◆ **Instrucción dada 1**: En la parte de las entradas que empieza con la línea que contiene "Mark a point on each instance of the teal tablecloth" y termina con la que contiene "x=823, y=352", sustituye "banner" por "flag" y devuelve solo esas líneas, sin cambiar nada más.

◆ **Fragmento facilitado**:
—————
Como es bien sabido, el periodo de
negociaciones entre Napoleón, a través de La Forest, y Fernando
VII, fue en buena parte un duelo de trileros. El emperador francés
tenía prisa por cerrar el problema español, puesto que los tenía
mucho más acuciantes. Fernando, sin embargo, a pesar de que tenía
una información muy fragmentada, y normalmente de parte, sobre la
evolución de los hechos en España, era consciente de que debía
gestionar cambios importantes en el entorno desde el momento en que
la familia real se había marchado del país. Consecuente con lo que
sabía que había pasado, contestó a Napoleón que él no podía por
sí solo pactar con él, puesto que tenía que contar con la Regencia
para cualquier decisión.
En este momento, Fernando se apoya
fundamentalmente en el hombre en quien más confianza es capaz de
depositar: el peruano José Miguel de Carvajal y Manrique, duque de
San Carlos. San Carlos era un convencido activista fernandino. Había
estado presente en el motín de Aranjuez y era conocido por su
cercanía al entonces príncipe de Asturias. Carlos IV, de hecho, lo
nombró su mayordomo mayor como un gesto de acercamiento a su hijo,
pero finalmente lo tuvo que cesar a causa de su natural maniobrero y
tocahuevos. Desde 1809, Carvajal estaba también preso en Francia,
concretamente en Lons-le-Saunier, pero fue rápidamente trasladado a
Valençay por orden de Napoleón, que era buen conocedor del
ascendiente que tenía el aristócrata en el ánimo del príncipe. El
peruano llegó a Valençay el 21 de noviembre, y muy poco después
inició con La Forest la redacción de un tratado de paz entre España
y Francia.
Los negociadores, por ambas partes, se
movían entre los dos polos opuestos consistentes: por una parte, en realizar una
negociación clásica entre poderes absolutos, una negociación pues
en la que Fernando se constituía en plenipotenciario que podía
decidir por sí mismo; y, por otra, en aceptar los cambios constitucionales que se
habían producido en España y, consecuentemente, hacer a la Regencia
cómplice y actora de las negociaciones.
Las Cortes españolas, sin embargo,
habían ratificado el 2 de febrero de 1814, tal vez oliéndose la
tostada, un decreto emitido el 11 de enero de 1811, por el cual se
declaraba que el rey de España no era libre y, en consecuencia, sus
actos no eran válidos. La validez de todo acto del rey de España
requiriría como condiciones previas su libertad y su gesto de jurar
su cargo en las Cortes, conforme las previsiones del artículo 173 de
la Constitución de Cádiz. En tanto en cuanto estas previsiones no
se produjesen, el mando político de España lo tenía la Regencia, y
ésta no pensaba actuar como respuesta del mero deseo de un rey
prisionero. Frente a este punto de vista, estaba el de los
absolutistas fernandinos, para los cuales la ausencia del territorio
nacional del rey era tan sólo un hiato y, por lo tanto, su eventual
regreso debería producirse en las mismas condiciones en que se
produjo la marcha. Un tercer punto de vista era el de los
considerados afrancesados, para los cuales el poder francés sobre
España se había producido en términos de plena legalidad, así
pues la fuente del regreso de Fernando eran las decisiones de
Napoleón.
—————
◆ **Instrucción dada 2**: Reproduce sin ningún cambio el pasaje del texto sobre las negociaciones entre Napoleón y Fernando VII que empieza con las palabras "Como es bien" y termina con "para cualquier decisión.".
—————
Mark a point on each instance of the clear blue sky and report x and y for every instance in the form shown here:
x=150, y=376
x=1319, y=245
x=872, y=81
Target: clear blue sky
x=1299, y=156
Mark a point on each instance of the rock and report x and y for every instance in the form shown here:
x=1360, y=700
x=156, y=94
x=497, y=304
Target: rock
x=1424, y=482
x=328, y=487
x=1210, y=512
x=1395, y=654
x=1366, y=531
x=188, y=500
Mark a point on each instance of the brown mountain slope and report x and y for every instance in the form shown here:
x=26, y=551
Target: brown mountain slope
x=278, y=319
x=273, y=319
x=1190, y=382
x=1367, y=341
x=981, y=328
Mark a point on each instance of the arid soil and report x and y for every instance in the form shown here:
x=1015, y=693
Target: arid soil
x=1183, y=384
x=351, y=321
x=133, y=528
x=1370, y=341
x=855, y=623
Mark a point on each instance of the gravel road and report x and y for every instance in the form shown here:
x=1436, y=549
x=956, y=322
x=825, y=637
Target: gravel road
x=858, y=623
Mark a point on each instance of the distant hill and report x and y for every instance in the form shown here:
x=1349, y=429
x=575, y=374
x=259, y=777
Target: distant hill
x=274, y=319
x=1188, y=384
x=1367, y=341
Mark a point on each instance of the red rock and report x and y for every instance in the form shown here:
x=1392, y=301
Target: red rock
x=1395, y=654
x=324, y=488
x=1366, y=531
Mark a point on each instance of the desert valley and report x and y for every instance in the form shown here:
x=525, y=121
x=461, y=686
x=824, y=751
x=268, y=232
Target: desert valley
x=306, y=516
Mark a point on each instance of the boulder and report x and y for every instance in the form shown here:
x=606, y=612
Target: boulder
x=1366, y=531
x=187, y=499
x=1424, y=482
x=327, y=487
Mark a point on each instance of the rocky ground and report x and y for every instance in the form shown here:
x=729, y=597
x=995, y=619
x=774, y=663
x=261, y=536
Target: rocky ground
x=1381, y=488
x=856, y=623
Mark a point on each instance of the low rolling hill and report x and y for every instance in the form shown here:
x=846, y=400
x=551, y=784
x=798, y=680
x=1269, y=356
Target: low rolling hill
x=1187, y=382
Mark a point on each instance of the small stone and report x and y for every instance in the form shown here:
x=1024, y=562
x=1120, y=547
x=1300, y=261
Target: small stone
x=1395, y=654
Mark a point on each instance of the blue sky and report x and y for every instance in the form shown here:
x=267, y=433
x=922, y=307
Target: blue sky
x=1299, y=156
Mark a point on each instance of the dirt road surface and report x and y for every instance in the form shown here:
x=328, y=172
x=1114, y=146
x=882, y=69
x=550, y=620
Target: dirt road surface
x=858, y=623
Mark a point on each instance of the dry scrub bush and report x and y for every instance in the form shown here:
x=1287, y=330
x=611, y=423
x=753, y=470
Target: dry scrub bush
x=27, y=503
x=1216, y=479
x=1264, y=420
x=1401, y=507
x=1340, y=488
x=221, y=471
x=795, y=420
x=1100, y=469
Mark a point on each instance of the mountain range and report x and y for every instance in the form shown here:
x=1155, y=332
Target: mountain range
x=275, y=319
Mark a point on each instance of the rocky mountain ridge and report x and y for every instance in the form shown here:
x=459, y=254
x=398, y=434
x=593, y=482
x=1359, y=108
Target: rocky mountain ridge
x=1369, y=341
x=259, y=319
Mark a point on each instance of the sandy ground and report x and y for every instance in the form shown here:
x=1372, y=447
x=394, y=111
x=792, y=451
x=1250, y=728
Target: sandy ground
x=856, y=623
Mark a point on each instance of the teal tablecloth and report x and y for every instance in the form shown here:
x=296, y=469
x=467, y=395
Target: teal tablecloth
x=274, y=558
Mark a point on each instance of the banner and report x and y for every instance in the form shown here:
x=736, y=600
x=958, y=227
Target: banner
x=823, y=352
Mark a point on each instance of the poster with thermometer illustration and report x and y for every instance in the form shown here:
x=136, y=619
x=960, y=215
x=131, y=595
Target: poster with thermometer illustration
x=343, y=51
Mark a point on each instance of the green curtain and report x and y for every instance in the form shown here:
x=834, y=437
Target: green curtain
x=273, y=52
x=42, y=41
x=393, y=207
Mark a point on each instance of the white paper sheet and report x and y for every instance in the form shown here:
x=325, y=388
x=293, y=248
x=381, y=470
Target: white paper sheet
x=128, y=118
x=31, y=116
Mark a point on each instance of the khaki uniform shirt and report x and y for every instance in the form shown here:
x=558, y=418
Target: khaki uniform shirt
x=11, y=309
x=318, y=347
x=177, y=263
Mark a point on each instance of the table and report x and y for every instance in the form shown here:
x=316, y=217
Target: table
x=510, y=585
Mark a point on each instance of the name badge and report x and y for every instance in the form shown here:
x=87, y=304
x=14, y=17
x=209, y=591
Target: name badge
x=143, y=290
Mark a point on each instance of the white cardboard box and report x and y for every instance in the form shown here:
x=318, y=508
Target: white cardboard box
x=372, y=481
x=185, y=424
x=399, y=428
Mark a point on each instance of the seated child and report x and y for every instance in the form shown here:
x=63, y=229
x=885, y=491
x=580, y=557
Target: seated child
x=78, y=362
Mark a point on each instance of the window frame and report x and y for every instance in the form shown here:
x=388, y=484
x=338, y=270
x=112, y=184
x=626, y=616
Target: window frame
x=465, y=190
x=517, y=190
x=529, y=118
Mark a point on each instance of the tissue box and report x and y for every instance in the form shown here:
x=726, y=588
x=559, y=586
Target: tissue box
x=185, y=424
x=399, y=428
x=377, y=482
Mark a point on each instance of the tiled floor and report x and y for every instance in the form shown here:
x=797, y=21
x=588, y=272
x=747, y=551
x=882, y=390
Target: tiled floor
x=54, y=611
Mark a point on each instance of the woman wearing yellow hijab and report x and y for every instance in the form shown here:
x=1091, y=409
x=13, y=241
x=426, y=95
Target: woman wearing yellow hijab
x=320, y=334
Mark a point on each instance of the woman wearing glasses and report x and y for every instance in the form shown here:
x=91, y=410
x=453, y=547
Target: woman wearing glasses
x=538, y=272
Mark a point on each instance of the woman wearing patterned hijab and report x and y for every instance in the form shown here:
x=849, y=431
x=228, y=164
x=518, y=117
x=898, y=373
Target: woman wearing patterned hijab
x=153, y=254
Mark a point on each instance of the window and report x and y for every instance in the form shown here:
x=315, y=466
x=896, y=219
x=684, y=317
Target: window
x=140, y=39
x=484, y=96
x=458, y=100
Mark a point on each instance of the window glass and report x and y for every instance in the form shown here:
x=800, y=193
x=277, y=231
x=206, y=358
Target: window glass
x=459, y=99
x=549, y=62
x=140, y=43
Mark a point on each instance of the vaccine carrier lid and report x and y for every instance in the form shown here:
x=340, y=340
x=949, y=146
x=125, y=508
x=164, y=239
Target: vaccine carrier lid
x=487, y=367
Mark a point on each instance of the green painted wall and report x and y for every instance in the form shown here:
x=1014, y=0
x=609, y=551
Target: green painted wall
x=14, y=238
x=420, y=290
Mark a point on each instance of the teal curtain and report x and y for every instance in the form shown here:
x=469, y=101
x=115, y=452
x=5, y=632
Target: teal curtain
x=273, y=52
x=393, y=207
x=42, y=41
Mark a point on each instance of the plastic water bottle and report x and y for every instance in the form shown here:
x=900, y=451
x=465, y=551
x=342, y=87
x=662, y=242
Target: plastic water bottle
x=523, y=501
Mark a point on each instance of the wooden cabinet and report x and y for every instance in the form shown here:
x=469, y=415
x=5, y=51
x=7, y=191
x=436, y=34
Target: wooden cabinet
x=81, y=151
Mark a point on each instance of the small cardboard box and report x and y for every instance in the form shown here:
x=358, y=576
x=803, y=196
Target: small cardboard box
—————
◆ **Respuesta escrita 1**:
Mark a point on each instance of the teal tablecloth and report x and y for every instance in the form shown here:
x=296, y=469
x=467, y=395
Target: teal tablecloth
x=274, y=558
Mark a point on each instance of the flag and report x and y for every instance in the form shown here:
x=736, y=600
x=958, y=227
Target: flag
x=823, y=352

◆ **Respuesta escrita 2**:
Como es bien sabido, el periodo de
negociaciones entre Napoleón, a través de La Forest, y Fernando
VII, fue en buena parte un duelo de trileros. El emperador francés
tenía prisa por cerrar el problema español, puesto que los tenía
mucho más acuciantes. Fernando, sin embargo, a pesar de que tenía
una información muy fragmentada, y normalmente de parte, sobre la
evolución de los hechos en España, era consciente de que debía
gestionar cambios importantes en el entorno desde el momento en que
la familia real se había marchado del país. Consecuente con lo que
sabía que había pasado, contestó a Napoleón que él no podía por
sí solo pactar con él, puesto que tenía que contar con la Regencia
para cualquier decisión.